TASK DIRECTIONS: Filter these entries down to lines holding "white".

THE DATA:
........

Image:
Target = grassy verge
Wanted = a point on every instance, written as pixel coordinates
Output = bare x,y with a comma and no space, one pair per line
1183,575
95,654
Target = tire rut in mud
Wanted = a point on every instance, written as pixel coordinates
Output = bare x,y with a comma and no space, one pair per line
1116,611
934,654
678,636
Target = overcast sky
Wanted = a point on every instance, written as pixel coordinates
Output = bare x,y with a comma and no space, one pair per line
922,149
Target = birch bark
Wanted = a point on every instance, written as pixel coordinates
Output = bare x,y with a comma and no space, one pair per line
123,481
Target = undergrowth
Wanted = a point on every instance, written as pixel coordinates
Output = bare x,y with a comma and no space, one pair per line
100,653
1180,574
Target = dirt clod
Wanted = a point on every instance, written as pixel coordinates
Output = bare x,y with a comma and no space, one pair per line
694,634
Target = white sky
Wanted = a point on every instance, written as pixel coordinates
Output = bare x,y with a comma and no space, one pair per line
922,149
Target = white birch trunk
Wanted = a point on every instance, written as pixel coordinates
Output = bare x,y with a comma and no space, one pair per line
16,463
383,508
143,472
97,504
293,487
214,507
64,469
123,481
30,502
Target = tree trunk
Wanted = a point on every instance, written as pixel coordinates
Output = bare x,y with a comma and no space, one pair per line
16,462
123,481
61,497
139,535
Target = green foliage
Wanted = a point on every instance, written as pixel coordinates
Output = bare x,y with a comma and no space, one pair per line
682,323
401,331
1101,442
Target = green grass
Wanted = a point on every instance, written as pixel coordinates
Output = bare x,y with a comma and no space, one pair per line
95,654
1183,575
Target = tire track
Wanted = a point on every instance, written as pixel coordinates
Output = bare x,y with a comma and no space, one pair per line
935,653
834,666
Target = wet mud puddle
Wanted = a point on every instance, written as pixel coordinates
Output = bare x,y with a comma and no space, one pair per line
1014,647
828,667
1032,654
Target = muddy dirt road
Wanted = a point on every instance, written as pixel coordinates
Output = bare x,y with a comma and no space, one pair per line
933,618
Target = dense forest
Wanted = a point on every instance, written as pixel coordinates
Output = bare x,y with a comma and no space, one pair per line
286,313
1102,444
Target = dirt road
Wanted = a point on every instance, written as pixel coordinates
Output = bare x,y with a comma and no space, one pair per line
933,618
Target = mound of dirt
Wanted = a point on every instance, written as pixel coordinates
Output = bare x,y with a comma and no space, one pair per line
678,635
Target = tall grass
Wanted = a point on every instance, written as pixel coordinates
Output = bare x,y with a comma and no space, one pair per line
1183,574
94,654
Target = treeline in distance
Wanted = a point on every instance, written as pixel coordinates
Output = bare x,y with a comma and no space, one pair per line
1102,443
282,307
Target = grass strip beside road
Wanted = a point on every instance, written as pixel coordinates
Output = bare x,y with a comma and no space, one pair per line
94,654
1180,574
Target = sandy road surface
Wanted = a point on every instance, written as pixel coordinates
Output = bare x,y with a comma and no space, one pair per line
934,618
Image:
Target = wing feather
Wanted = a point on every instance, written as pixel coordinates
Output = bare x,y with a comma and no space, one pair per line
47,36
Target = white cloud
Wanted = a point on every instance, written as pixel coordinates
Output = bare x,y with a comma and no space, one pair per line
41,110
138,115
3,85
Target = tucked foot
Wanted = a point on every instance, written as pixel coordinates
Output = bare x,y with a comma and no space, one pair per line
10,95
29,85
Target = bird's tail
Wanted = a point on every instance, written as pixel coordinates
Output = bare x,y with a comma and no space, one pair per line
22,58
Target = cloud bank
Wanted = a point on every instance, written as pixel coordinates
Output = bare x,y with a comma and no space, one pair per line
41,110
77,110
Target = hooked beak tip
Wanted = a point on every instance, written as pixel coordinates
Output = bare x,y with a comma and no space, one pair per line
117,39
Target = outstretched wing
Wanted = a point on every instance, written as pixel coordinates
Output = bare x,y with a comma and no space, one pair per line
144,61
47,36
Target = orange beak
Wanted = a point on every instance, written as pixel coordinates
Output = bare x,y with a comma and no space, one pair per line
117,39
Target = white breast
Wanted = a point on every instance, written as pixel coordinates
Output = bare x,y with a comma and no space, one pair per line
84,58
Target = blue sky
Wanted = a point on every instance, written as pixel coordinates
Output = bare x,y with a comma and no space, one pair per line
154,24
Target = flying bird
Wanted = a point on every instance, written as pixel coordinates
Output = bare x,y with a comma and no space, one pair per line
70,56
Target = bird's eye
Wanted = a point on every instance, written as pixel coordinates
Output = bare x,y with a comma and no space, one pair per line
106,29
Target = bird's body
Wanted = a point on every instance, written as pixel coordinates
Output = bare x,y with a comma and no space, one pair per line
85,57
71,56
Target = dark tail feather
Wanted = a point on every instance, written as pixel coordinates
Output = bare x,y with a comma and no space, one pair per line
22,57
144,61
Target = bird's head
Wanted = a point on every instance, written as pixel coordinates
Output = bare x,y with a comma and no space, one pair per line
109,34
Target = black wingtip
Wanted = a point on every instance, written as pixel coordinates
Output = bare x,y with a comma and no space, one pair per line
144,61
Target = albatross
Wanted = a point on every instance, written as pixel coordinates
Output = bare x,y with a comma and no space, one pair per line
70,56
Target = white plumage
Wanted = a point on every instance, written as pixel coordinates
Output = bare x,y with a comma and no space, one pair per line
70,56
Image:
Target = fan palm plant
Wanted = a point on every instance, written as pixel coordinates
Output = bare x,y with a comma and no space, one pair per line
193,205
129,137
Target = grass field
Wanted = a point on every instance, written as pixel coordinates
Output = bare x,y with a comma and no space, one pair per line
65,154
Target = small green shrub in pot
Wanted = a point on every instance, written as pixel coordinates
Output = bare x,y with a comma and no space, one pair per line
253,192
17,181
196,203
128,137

........

WRITTEN ANSWER:
Target = white sky
Target = white birch trunk
Target = white cloud
Target = white breast
Target = white plumage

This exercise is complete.